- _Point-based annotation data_
——

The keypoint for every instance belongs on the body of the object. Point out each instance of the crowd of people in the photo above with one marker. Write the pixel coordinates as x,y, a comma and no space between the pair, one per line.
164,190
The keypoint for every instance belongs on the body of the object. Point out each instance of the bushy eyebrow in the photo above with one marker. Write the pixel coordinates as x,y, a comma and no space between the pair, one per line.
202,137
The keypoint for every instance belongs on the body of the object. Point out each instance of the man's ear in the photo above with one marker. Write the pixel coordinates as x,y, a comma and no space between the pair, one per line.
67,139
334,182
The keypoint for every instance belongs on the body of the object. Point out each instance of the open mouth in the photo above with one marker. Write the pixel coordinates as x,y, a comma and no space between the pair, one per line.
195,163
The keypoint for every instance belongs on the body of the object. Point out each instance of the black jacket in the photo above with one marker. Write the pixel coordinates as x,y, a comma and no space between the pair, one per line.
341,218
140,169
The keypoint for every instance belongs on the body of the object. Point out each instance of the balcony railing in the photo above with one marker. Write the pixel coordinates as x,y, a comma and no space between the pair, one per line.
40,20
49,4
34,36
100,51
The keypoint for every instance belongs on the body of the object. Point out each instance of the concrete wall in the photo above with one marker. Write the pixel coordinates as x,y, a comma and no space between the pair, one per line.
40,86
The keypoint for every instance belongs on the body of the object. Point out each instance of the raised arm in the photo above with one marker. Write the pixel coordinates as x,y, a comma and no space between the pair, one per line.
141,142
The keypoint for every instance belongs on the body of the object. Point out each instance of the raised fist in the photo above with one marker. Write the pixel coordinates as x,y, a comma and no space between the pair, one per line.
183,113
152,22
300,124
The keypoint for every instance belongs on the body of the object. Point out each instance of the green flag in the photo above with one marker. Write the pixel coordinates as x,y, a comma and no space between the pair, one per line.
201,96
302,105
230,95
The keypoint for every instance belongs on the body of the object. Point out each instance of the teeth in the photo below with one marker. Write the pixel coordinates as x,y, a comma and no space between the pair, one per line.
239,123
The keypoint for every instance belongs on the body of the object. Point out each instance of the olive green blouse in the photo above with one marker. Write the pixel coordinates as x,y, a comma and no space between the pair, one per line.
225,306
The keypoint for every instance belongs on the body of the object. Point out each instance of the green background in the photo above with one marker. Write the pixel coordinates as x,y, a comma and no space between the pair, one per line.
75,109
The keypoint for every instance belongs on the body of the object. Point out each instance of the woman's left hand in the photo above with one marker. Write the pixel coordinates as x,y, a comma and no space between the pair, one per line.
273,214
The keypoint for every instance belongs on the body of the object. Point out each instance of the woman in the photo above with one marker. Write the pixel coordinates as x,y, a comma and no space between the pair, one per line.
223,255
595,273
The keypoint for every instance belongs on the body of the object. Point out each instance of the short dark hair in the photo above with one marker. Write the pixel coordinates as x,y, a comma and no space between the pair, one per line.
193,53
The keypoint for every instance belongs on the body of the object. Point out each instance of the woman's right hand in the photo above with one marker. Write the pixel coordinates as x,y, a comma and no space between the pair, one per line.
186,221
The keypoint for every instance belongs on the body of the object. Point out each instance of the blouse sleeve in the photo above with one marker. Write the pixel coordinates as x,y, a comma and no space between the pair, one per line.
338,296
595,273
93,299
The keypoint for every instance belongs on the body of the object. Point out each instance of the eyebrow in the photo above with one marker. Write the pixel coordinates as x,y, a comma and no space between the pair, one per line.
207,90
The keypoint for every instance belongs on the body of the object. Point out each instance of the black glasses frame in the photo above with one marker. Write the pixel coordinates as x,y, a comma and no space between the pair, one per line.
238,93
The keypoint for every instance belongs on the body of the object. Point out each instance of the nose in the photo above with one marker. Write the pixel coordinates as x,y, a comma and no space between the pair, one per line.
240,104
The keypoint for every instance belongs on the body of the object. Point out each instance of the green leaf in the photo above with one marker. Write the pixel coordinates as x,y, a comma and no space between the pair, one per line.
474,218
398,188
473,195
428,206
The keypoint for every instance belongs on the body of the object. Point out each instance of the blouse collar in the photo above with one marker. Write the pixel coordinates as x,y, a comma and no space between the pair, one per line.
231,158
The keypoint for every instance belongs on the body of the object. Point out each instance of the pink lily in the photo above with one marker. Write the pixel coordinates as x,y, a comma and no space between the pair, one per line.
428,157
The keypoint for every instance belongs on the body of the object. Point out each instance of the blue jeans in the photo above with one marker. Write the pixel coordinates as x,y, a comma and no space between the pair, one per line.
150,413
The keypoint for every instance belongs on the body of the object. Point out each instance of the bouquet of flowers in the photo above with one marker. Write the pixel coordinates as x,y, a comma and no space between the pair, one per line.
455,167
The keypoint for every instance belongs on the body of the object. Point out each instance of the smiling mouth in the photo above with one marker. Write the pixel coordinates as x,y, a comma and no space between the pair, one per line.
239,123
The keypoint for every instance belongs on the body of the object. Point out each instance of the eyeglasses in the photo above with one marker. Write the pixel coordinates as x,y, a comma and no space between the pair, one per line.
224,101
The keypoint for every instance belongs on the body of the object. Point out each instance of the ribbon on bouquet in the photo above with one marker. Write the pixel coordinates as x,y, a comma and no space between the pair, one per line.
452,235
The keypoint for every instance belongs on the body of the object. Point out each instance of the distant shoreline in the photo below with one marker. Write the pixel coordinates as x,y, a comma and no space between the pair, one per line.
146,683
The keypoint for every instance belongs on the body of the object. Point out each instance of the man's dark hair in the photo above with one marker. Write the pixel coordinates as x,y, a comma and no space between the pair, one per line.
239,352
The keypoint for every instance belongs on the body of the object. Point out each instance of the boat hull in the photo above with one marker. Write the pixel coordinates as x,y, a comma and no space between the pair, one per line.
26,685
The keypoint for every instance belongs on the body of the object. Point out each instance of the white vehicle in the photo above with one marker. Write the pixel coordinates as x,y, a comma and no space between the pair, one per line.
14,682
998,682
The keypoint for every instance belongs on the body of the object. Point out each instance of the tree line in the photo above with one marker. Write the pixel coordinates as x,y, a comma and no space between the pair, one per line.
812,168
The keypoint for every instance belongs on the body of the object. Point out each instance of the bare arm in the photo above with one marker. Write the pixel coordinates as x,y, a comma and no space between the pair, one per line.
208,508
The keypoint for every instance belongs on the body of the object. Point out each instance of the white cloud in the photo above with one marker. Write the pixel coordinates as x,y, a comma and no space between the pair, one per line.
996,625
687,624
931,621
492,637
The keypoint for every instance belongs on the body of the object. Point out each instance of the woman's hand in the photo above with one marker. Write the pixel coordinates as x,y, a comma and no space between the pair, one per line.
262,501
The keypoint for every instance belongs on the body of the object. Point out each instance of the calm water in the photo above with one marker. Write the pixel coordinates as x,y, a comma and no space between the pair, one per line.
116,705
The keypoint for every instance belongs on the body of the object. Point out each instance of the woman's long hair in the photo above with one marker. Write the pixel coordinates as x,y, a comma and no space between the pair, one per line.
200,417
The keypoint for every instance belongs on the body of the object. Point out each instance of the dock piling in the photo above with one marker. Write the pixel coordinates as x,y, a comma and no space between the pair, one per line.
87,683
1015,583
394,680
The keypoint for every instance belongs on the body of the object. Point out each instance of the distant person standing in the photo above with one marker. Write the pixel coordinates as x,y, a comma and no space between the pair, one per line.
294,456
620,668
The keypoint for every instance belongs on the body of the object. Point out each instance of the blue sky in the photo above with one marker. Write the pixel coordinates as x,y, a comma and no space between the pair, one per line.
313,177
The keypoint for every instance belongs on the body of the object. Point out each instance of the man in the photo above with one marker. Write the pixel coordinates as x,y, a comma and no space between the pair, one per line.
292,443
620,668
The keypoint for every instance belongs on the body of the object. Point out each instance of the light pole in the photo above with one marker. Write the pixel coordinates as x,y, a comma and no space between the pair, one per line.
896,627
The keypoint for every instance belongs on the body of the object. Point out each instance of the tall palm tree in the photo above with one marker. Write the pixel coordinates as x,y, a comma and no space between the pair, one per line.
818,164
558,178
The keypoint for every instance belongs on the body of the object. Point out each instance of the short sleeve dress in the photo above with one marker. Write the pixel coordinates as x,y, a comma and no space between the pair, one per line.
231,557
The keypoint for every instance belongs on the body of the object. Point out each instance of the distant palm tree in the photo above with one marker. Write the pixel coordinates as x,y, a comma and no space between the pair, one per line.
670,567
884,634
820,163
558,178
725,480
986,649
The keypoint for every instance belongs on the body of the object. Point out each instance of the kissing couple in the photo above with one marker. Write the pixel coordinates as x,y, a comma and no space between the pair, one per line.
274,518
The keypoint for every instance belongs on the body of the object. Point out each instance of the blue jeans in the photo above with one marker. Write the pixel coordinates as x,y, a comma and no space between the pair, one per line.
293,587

——

- _INSTRUCTIONS TO FOLLOW_
Everything from the line containing "the distant palm" through the final line of the listing, inclusive, must be reproduced exactly; leave out the rest.

- _FINAL RESULT_
The keypoint for every instance belongs on the body of the object. Point out each instance of the distant palm tree in the photo above with one marker. Write the pixel coordinates as x,y, a comma and no space between the pair, one per line.
670,567
884,634
820,163
558,178
725,480
986,649
The keypoint for every instance belongs on the body of the object. Point out each instance of the kissing couple in the photo above with one marker. Write the pixel coordinates as x,y, a comma and no space between the pair, one per line.
274,518
The keypoint for every instance belongs on the body of the object. Point out each instance of the blue jeans in the photo above with one marker. Write the pixel coordinates as x,y, a comma and no space between the pair, one per line.
293,587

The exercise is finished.